# Supplied data
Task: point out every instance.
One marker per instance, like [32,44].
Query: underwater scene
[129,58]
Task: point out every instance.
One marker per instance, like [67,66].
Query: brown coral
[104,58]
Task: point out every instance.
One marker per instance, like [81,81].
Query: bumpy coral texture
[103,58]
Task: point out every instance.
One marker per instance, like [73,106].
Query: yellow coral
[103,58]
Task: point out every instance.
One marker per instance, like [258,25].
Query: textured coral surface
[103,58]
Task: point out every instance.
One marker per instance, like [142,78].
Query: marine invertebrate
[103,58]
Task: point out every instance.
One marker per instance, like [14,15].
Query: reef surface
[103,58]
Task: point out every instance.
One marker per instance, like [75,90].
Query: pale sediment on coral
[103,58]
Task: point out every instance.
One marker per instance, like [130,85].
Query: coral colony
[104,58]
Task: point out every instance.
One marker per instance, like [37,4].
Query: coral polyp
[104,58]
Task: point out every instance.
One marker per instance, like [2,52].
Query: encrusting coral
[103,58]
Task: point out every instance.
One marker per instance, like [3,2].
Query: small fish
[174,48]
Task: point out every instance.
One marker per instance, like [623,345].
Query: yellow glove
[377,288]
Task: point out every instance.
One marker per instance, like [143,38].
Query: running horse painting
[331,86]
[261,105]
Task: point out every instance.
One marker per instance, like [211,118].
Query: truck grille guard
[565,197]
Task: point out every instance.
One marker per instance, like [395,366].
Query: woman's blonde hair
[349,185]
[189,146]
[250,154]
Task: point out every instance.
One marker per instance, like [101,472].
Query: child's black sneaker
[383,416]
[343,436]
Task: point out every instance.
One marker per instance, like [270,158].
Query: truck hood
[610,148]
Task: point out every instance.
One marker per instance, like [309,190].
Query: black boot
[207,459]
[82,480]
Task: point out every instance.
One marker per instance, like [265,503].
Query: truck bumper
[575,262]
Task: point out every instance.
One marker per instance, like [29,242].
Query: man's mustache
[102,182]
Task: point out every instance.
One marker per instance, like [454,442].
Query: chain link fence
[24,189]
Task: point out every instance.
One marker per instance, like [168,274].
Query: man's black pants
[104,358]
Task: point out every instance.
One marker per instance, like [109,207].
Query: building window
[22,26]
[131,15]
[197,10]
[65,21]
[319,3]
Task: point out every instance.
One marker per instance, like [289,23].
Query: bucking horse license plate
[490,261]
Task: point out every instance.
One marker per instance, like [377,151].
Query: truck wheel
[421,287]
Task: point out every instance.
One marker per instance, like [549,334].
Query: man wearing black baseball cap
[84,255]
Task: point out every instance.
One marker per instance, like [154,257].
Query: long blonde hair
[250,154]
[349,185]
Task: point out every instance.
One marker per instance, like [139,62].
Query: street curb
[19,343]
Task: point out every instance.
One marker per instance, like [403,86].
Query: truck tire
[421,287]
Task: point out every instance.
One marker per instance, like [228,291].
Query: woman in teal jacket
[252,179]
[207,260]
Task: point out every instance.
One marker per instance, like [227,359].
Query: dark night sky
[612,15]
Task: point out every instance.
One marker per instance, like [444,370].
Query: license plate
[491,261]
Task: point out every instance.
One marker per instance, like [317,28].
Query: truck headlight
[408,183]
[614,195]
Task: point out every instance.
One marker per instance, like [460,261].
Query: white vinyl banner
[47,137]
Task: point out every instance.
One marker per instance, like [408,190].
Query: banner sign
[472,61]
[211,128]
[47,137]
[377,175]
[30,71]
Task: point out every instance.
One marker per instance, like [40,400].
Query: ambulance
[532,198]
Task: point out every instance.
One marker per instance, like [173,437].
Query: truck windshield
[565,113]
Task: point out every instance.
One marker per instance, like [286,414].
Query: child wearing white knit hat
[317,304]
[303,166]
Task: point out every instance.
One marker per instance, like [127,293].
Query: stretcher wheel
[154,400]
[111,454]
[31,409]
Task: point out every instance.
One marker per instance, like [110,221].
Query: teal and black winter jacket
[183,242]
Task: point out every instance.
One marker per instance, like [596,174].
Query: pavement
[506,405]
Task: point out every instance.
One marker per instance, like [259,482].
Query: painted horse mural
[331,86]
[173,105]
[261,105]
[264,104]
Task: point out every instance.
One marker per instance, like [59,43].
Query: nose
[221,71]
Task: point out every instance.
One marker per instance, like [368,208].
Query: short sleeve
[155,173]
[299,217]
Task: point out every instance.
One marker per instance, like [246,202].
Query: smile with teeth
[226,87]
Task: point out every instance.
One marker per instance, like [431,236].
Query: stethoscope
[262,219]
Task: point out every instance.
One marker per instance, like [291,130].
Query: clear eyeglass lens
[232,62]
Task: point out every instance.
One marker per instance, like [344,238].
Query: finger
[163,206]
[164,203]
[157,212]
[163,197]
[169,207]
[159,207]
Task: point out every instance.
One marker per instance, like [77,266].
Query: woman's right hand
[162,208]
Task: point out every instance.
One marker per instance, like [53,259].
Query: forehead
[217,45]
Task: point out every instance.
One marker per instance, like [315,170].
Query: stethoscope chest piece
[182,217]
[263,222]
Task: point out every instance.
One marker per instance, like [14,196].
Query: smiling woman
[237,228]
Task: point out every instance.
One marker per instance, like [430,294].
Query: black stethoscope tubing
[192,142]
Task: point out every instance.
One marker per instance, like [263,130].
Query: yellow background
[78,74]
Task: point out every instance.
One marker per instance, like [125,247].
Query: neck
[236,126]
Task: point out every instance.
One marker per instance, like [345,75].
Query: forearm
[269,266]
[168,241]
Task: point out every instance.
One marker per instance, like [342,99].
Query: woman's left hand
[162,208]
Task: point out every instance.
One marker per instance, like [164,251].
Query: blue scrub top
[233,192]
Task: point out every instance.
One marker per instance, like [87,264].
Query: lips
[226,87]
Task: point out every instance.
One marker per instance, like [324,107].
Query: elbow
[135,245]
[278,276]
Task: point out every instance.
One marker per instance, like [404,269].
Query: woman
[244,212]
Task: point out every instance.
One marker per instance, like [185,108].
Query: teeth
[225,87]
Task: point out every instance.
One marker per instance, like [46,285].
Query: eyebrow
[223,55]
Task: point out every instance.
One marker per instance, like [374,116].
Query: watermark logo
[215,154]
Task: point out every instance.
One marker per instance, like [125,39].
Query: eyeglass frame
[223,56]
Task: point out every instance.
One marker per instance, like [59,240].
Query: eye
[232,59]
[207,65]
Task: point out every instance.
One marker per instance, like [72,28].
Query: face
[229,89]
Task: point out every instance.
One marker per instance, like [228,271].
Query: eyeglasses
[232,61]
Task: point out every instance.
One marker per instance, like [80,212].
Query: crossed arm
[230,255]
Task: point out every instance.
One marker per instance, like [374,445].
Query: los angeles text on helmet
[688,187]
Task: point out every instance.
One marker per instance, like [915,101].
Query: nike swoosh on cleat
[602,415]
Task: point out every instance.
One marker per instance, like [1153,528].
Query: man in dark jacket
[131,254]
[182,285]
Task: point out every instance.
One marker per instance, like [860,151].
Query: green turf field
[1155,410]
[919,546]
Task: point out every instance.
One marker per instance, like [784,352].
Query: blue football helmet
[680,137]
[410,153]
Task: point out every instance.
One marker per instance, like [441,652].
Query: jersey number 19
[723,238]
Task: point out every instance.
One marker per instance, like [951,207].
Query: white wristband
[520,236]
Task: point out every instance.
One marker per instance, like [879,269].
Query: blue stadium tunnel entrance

# Stated goal
Locate each line above that contains the word "blonde" and copy every one of those lines.

# Result of the task
Query: woman's blonde hair
Query: long blonde hair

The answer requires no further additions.